▸ Exercise
Rewrite each of the rows below with "innermost" changed to "deepest" wherever it occurs, keeping everything else the same. Leave the pictures out of your answer.

▸ Supplied material

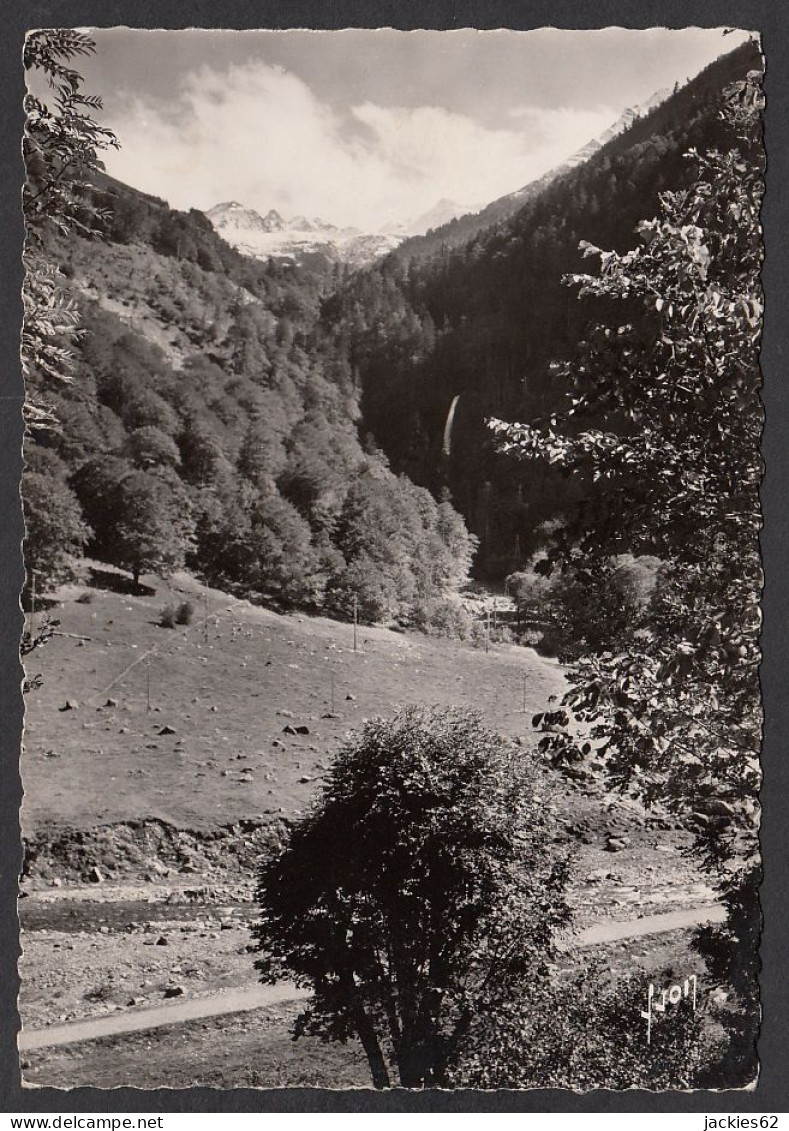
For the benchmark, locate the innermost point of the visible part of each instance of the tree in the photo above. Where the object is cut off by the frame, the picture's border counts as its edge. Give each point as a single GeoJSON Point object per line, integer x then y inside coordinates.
{"type": "Point", "coordinates": [665, 419]}
{"type": "Point", "coordinates": [141, 519]}
{"type": "Point", "coordinates": [61, 147]}
{"type": "Point", "coordinates": [54, 529]}
{"type": "Point", "coordinates": [425, 873]}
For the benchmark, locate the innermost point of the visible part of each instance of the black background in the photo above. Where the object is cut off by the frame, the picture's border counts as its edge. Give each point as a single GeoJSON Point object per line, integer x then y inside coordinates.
{"type": "Point", "coordinates": [771, 19]}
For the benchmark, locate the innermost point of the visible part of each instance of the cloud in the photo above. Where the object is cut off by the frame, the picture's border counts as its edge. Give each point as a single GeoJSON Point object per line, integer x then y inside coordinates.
{"type": "Point", "coordinates": [258, 134]}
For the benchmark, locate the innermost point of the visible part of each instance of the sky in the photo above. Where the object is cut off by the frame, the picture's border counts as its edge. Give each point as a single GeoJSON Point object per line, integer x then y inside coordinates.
{"type": "Point", "coordinates": [370, 128]}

▸ Response to this task
For the benchmark, locate the deepest point of the visible part of each instance of the tree in the photo above. Where the object is cut off by the frame, the picture's border counts as its edge. Give each point as a single GeoJSON Point object per line, integer x then y inside coordinates.
{"type": "Point", "coordinates": [665, 419]}
{"type": "Point", "coordinates": [141, 519]}
{"type": "Point", "coordinates": [61, 147]}
{"type": "Point", "coordinates": [54, 529]}
{"type": "Point", "coordinates": [425, 873]}
For the benchmark, locate the deepest point of the visible part of each instance of the black background in the photo above. Where the object is cut off by the frame, the picture's border counts as its edge. Give each point as a single GeoJSON Point object per line, integer x then y inside coordinates.
{"type": "Point", "coordinates": [771, 19]}
For the benchmark, locate the deepest point of the visible part of each instance of the cloud in the photo above. Where the object is cut off by the frame, the picture's border counts as its edge. Give each point as a single GeoJSON Point object per line, integer x then y inside coordinates.
{"type": "Point", "coordinates": [258, 134]}
For the benchmark, locate the deepest point of the visible part of each instance of the sky in the photo above. Where the object is cut off by the frame, the picture's border counts as its edge. Give each point as a single GeoJSON Point object per line, integer x then y inside coordinates.
{"type": "Point", "coordinates": [370, 128]}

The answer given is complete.